(Beginning of Selected excerpt)
The great refusal (Italian: il gran rifiuto) is the error attributed in Dante's Inferno to one of the souls found trapped aimlessly at the Vestibule of Hell. The phrase is usually believed to refer to Pope Celestine V and his laying down of the papacy on the grounds of age, though it is occasionally taken as referring to Esau, Diocletian, or Pontius Pilate, with some arguing that Dante would not have condemned a canonized saint. (Note: Pope Celestine V was canonized in 1313. Dante finished the Divine Comedy in 1320.) Dante may have deliberately conflated some or all of these figures in the unnamed shade.

==Theology==
Dante's view that one could be unworthy of redemption, yet insufficiently evil for Hell, has been described by some scholars as "theologically dubious". However, behind Dante's adverse judgement of Celestine was the Thomist concept of recusatio tensionis, the unvirtuous refusal of a task that is within one's natural powers.

Petrarch disagreed with Dante's appraisal. He believed that Celestine's adoption of the contemplative life was a virtuous act. It was an early modern instance of the tension between lives of action and contemplation: the vita activa and the vita contemplativa.
(End of Selected excerpt)
Task instructions:
1. In the text on the great refusal, in what year was Pope Celestine V canonized?
2. For each statement, say whether it agrees with the text on the great refusal. Answer yes or no and quote the words from the text that decide it. (a) Petrarch agreed with Dante's judgment of Celestine. (b) Dante finished the Divine Comedy in 1320. (c) The soul behind the great refusal is found at the Vestibule of Hell.
3. Continue the text on the great refusal from its last sentence.
(Beginning of Supplied data)
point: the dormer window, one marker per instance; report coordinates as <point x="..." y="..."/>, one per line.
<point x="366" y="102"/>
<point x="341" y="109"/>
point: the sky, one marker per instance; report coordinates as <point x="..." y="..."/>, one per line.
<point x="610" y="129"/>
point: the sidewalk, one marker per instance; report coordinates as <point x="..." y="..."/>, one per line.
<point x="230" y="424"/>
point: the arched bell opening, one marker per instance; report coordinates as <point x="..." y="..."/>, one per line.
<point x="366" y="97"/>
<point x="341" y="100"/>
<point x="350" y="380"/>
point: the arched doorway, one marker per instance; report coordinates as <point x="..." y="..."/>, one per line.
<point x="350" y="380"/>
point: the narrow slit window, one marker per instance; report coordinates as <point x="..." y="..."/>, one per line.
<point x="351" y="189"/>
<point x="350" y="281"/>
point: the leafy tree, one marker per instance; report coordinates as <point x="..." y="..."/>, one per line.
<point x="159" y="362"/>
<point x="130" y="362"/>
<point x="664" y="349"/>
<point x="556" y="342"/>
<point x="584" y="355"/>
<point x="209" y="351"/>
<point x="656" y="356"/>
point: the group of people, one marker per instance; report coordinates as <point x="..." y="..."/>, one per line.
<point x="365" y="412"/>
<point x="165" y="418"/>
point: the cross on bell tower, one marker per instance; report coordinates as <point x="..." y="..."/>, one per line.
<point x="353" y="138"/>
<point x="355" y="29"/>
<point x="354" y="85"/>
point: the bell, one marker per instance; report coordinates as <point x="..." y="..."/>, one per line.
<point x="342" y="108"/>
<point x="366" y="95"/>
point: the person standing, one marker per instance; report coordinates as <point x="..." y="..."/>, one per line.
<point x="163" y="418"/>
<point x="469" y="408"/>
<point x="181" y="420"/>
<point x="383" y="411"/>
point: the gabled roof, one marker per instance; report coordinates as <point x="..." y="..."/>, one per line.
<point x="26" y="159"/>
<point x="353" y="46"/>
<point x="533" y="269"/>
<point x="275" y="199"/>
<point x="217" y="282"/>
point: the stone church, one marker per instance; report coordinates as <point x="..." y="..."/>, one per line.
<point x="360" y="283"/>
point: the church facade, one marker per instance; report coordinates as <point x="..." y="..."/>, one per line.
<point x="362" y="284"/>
(End of Supplied data)
Task responses:
1. 1313

2.
(a) No: "Petrarch disagreed with Dante's appraisal."
(b) Yes: "Dante finished the Divine Comedy in 1320."
(c) Yes: "trapped aimlessly at the Vestibule of Hell"

3.
==Later elaborations==
- Critic Northrop Frye considered that "the 'gran refiuto', the voluntary surrender of one's appointed function, is a frequent source of tragedy in Shakespeare." He suggests that Lear's Division of the Kingdoms is an example of this.
- Alfred North Whitehead used the phrase great refusal for the determination not to succumb to the facticity of things as they are—to favour instead the imagination of the ideal.
- Herbert Marcuse took up Whitehead's concept to call for a refusal of the consumer society in the name of the liberating powers of art.
- Jacques Le Goff considered that "the 'hippie' movement is indicative of the permanent character—re-emerging at precise historical conjunctures—of the adepts of the gran rifiuto".
- C. P. Cavafy wrote a poem titled "Che fece .... il gran rifiuto" where he supports those who make the great refusal at personal cost because they are doing the right thing.